*Task to complete:* Set down all of the records below exactly, please, omitting the images.

(Beginning of Excerpted data)

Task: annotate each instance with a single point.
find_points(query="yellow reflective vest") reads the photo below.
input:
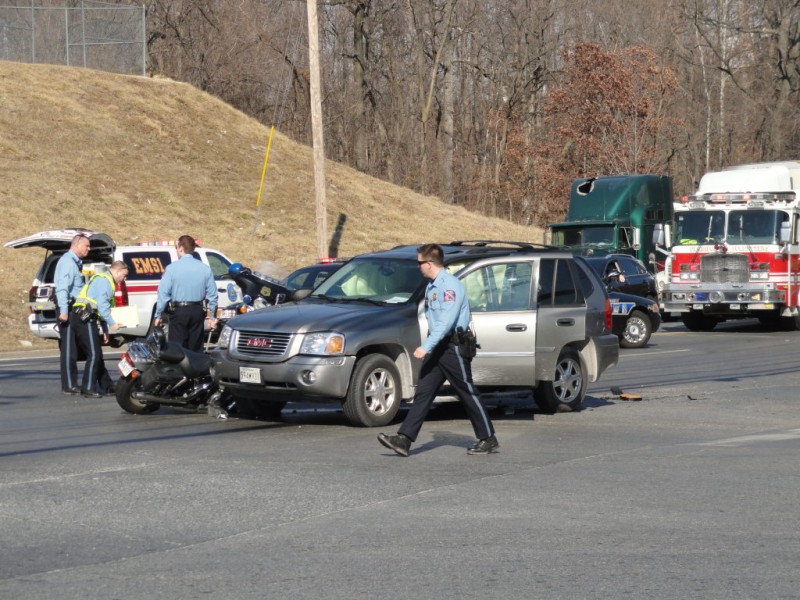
(83, 298)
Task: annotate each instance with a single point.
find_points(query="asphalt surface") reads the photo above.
(689, 493)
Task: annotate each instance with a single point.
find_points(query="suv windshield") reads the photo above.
(385, 280)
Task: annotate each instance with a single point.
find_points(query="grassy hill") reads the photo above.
(143, 159)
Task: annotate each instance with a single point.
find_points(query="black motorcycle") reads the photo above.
(155, 372)
(262, 289)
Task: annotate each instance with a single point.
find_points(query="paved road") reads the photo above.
(690, 493)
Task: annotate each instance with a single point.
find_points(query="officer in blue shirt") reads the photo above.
(445, 354)
(185, 284)
(91, 320)
(69, 281)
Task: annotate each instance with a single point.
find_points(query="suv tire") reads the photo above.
(375, 392)
(638, 329)
(126, 387)
(568, 388)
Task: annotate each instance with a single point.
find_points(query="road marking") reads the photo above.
(792, 434)
(646, 352)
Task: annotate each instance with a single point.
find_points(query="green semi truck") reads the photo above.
(617, 214)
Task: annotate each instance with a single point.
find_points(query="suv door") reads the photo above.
(561, 309)
(505, 325)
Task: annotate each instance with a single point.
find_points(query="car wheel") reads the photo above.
(568, 388)
(638, 329)
(375, 392)
(127, 390)
(695, 321)
(270, 411)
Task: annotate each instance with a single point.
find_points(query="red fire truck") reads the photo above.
(735, 252)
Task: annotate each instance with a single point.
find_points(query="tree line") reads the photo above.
(497, 106)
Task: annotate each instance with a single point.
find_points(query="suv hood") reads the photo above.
(59, 240)
(305, 316)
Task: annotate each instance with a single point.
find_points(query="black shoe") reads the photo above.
(399, 443)
(486, 446)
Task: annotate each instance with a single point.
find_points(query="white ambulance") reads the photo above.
(146, 263)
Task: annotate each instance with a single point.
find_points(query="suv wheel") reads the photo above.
(374, 395)
(271, 411)
(637, 330)
(568, 388)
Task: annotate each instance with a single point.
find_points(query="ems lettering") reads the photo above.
(147, 266)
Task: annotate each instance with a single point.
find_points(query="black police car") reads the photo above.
(633, 319)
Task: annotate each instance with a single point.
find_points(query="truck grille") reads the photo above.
(262, 343)
(724, 268)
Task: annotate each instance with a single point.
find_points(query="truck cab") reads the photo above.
(616, 215)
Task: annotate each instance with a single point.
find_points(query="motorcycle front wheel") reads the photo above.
(126, 390)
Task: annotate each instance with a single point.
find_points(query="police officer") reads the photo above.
(445, 356)
(185, 284)
(91, 321)
(69, 281)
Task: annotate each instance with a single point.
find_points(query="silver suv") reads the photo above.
(542, 318)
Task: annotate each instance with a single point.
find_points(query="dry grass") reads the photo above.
(146, 159)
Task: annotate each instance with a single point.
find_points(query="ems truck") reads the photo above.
(146, 264)
(735, 252)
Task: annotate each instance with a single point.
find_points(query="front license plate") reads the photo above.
(125, 368)
(249, 375)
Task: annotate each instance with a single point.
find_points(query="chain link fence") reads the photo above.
(107, 38)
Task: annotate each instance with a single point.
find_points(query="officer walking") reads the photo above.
(69, 282)
(90, 314)
(185, 284)
(447, 355)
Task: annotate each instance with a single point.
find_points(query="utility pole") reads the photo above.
(316, 131)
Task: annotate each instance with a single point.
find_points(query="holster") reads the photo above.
(466, 341)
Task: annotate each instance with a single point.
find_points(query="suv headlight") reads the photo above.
(224, 337)
(323, 343)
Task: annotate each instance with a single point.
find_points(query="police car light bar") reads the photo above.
(166, 243)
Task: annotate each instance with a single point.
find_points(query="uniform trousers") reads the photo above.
(69, 355)
(446, 362)
(186, 326)
(88, 339)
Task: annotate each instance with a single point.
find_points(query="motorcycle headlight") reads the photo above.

(End of Excerpted data)

*Task answer:*
Task: annotate each instance with a single point.
find_points(query="yellow reflective vest") reads the photo below.
input:
(83, 298)
Task: annotate each instance with a single point.
find_points(query="asphalt surface") reads the photo above.
(689, 493)
Task: annotate each instance with a single point.
find_points(query="suv windshield") reads the photo above.
(385, 280)
Task: annotate each instance with a single point.
find_points(query="grassy hill") reads the photo above.
(143, 159)
Task: annotate each instance with a single point.
find_points(query="black motorcycle") reads the photo above.
(155, 372)
(262, 289)
Task: annotate each instance with a single point.
find_points(query="paved road") reads the photo above.
(690, 493)
Task: annotate each instance with a single point.
find_points(query="officer in blue shirt") reads the photo above.
(445, 354)
(185, 284)
(91, 320)
(69, 281)
Task: annotate each instance with a single point.
find_points(query="suv tire") reads the photo above.
(375, 392)
(638, 329)
(126, 387)
(568, 388)
Task: annotate each instance with a single point.
find_points(query="road marking") reads the photo above.
(792, 434)
(646, 352)
Task: annotate each instance with a single point.
find_points(query="green semi truck") reads the photo above.
(617, 214)
Task: annotate each instance with a single point.
find_points(query="suv door") reads the photo above.
(561, 309)
(505, 325)
Task: annotate each instance with a single point.
find_points(query="car wheel") reads the photo above.
(568, 388)
(638, 329)
(375, 392)
(127, 390)
(695, 321)
(270, 411)
Task: annotate each instance with a single point.
find_points(query="red fire truck") reads the photo above.
(735, 252)
Task: annotate each instance with a single point.
find_points(query="tree line") reads the photo above.
(497, 106)
Task: annotate each instance with a single point.
find_points(query="suv hood") reads the photo above.
(59, 240)
(305, 316)
Task: annotate each instance with a single point.
find_points(query="black shoe") reads the photo above.
(399, 443)
(486, 446)
Task: annotate each instance with a single point.
find_points(query="white ambulance") reads the photo above.
(146, 263)
Task: annotate each instance with a single point.
find_points(query="suv wheel") reads the photo above.
(374, 395)
(271, 411)
(637, 330)
(568, 388)
Task: annotate each instance with a single point.
find_points(query="ems lettering") reads the photo above.
(147, 266)
Task: annotate each instance with a single point.
find_points(query="black police car") reads the photo above.
(633, 319)
Task: annotate each instance with a single point.
find_points(query="truck grille") reads the photo above.
(262, 343)
(724, 268)
Task: annotate each instance with a single point.
find_points(query="truck cab") reads the photo above.
(616, 215)
Task: annotate each instance with a single point.
find_points(query="motorcycle front wheel") reads the photo above.
(126, 390)
Task: annotate each instance with a single point.
find_points(query="police officer") reads the photo above.
(445, 356)
(185, 284)
(91, 321)
(69, 281)
Task: annotate each instance with a single point.
find_points(query="silver suv") reads the photo above.
(542, 318)
Task: annotate each instance with a single point.
find_points(query="dry grass") reads the photo above.
(146, 159)
Task: annotate each instance with a single point.
find_points(query="ems truck") reads the photo above.
(146, 264)
(735, 252)
Task: annotate each instance with a single point.
find_points(query="front license plate") reads the photo above.
(125, 368)
(249, 375)
Task: annotate each instance with a single point.
find_points(query="chain link fence") reads the photo above.
(107, 38)
Task: annotate each instance with a single point.
find_points(query="officer walking") reads the photo above.
(69, 282)
(90, 314)
(185, 284)
(447, 355)
Task: annotate each instance with a single point.
find_points(query="utility pole") reads the photo above.
(316, 131)
Task: annotate each instance with a single point.
find_points(query="holster") reads the photo above.
(466, 341)
Task: annotate each instance with a single point.
find_points(query="suv headlight") reads the photo above.
(224, 337)
(323, 343)
Task: annotate each instance with a single point.
find_points(query="police car light bar") reads the photo above.
(166, 243)
Task: annotate each instance with a single point.
find_points(query="uniform trousers") reads the photo above.
(69, 355)
(446, 362)
(186, 326)
(88, 339)
Task: annotate each instance with a single point.
find_points(query="motorcycle headlight") reads the photo above.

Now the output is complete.